**Records shown:**
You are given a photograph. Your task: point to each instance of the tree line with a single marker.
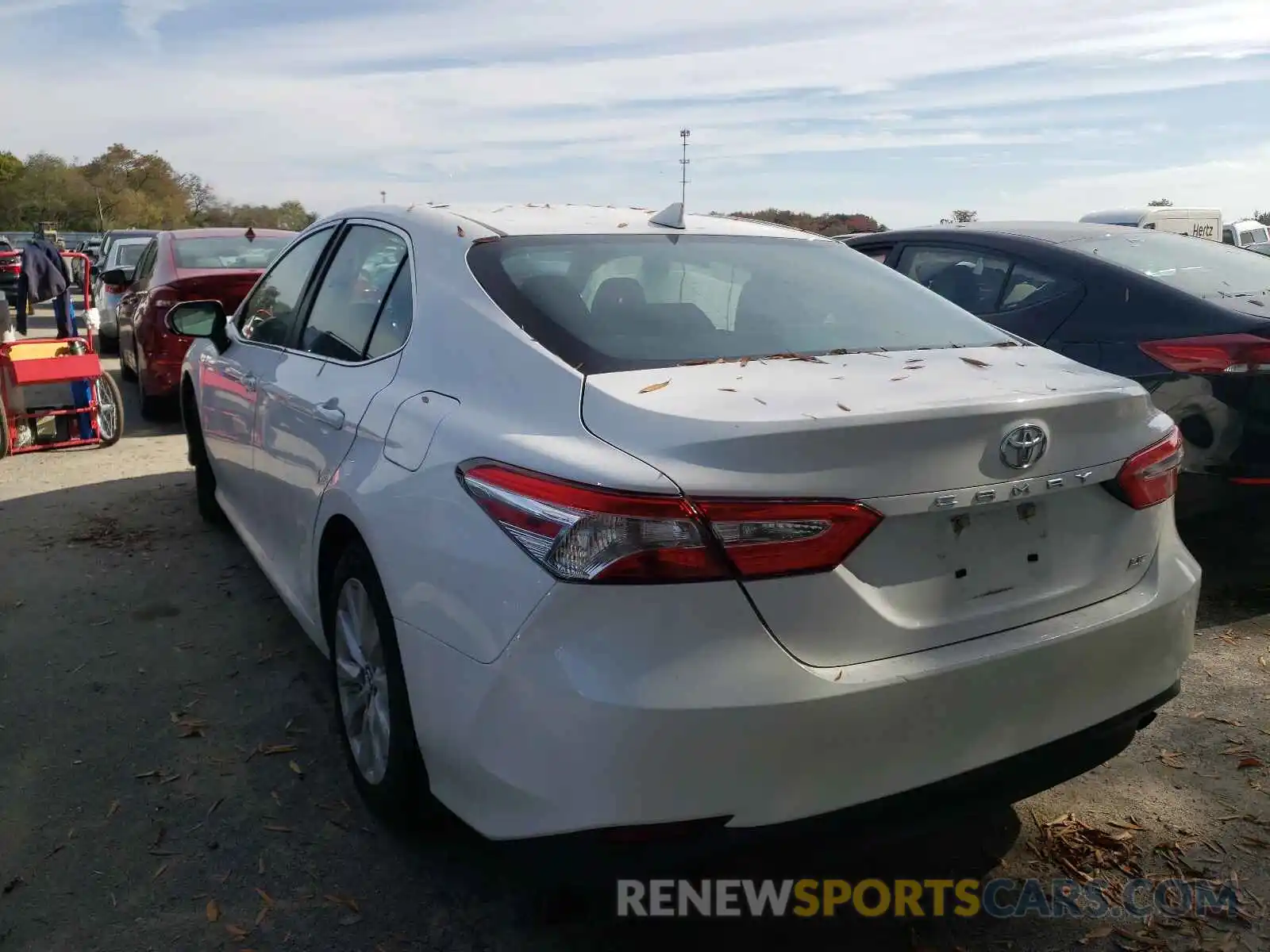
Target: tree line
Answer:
(124, 188)
(831, 224)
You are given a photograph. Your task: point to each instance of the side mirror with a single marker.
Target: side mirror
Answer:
(200, 319)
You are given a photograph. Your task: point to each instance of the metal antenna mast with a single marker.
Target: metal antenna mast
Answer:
(685, 162)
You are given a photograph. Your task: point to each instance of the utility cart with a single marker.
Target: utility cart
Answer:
(55, 393)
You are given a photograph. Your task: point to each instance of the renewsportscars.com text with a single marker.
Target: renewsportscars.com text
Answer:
(1000, 898)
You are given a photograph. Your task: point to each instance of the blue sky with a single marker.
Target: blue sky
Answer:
(905, 111)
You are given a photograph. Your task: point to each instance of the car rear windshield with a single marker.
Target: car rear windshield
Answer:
(607, 302)
(1197, 266)
(127, 255)
(229, 251)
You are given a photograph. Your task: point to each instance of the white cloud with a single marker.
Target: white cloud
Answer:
(497, 94)
(143, 17)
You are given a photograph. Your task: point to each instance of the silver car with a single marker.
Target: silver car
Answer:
(613, 520)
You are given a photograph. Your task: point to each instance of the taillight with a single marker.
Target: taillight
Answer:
(1149, 476)
(1219, 353)
(583, 533)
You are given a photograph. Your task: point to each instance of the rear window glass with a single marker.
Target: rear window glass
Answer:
(129, 255)
(1197, 266)
(606, 302)
(229, 251)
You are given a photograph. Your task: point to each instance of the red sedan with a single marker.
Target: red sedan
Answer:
(192, 264)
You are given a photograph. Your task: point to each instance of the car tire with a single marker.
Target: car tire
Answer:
(205, 480)
(389, 772)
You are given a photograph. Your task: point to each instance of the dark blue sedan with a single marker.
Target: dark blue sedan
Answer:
(1187, 319)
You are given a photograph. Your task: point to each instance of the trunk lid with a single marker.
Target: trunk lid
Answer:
(968, 545)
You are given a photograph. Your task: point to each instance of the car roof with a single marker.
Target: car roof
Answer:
(182, 234)
(1048, 232)
(530, 219)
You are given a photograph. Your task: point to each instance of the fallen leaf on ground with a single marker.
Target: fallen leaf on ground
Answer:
(347, 901)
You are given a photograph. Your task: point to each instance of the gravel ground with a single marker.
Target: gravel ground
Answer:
(171, 777)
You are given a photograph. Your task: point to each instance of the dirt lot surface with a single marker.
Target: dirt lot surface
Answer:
(171, 778)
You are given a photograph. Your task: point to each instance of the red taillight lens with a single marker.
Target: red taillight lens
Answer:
(1219, 353)
(581, 533)
(1149, 476)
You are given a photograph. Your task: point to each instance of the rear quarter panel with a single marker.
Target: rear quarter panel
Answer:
(448, 569)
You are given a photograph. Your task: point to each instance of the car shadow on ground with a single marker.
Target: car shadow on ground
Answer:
(171, 763)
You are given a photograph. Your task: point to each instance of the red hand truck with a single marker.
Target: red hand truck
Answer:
(38, 362)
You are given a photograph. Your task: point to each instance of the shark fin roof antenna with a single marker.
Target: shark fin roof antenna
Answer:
(672, 216)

**Activity:** Copy out all the data exactly, skipping the pictures.

**Your response:**
You are given a photograph. Your task: point to each instance of the tree line with a single marker.
Target: tree line
Answer:
(124, 188)
(831, 224)
You are given a photograph. Your task: point to each instance of the side mirror with a single marker.
Target: side mirror
Answer:
(200, 319)
You are given a photograph. Your task: point to each instance of the metal antenna mast with a single marker.
Target: metal antenna mast
Answer:
(685, 162)
You are given a photograph. Your task: point to each instance of the utility cart with a single marker.
Target: utility cart
Answer:
(55, 393)
You are given a photograph. Your task: point to each instance of the renewsportscars.com text with a single marker.
Target: renewsportscars.com text
Answer:
(1000, 898)
You are given a photograph. Your task: point to each instance of the blue sky with a single marker.
Target: blue sky
Answer:
(905, 111)
You are given a photograph. Your task: point to each instance of the car rear windshield with a single marker.
Target: car rear windshield
Answer:
(607, 302)
(1197, 266)
(127, 255)
(229, 251)
You are given a photograph. Your task: point to each instance of the white cloud with a single marker.
Target: white cloud
Answer:
(497, 94)
(143, 17)
You are given a photograph. Your task: point to each instance of the silver car with a single marker.
Target: silver car
Answer:
(613, 520)
You are given a photograph. Your task: point to each instance of the taillight with a single marker.
Target: taillight
Answer:
(1149, 476)
(1219, 353)
(583, 533)
You are given a photograph. Your task: point to each instance of the rear window glass with a single marker.
Target: rear window glass
Answer:
(129, 255)
(1197, 266)
(606, 302)
(229, 251)
You are given a photograph. Your task: point to each instance of the red sedan with a single marker.
Target: red sedan
Answer:
(192, 264)
You are given a photograph. Your task: point to each instance of the car tire with a single marker.
Target: car tire
Answer:
(205, 480)
(389, 772)
You are given a photograph. Your task: point to each instance of the dark blue sedan with a single marker.
Target: dark blue sedan
Answer:
(1187, 319)
You are given a photograph. Your task: point to each instance of the trunk lid with a single marker.
Target: trunk lid
Answer:
(968, 545)
You are given a photograph. Your task: point to each instance of the car roof with a single marker.
Target: car roof
Answer:
(182, 234)
(1048, 232)
(530, 219)
You are given a photograph. Your task: point to each instance of the fallen leaf on ground with a single marker.
Target: fallen leaf on ground
Answer:
(347, 901)
You are given a photograph. Your task: point to each instance of the gravel ground with a single marker.
Target: gravel ground
Answer:
(171, 777)
You are given a photograph. Your task: point to each instance of the dirt lot surface with a single marker.
Target: dirt lot surface
Answer:
(171, 778)
You are given a photograph. Your task: point to each instance of the red taillight lens with a single marker.
Target: red taillight lens
Answer:
(1219, 353)
(581, 533)
(1149, 476)
You are given a photograph. Your task: point to each instance of the rear quarter panel with a single marker.
Target: rear quarter panel
Answer:
(448, 569)
You are given a photograph. Your task: point to each instance of the car shadow on ground with a single marker.
Target: car shadow on ground
Answer:
(171, 763)
You are given a photograph. Your task: point to each instance of the red hand truck with a single marker.
Target: red hand truck
Answer:
(38, 362)
You are given a photograph. Your task: point to each instance of the shark fin roof antenna with a single marker.
Target: shark fin roof antenna
Answer:
(672, 216)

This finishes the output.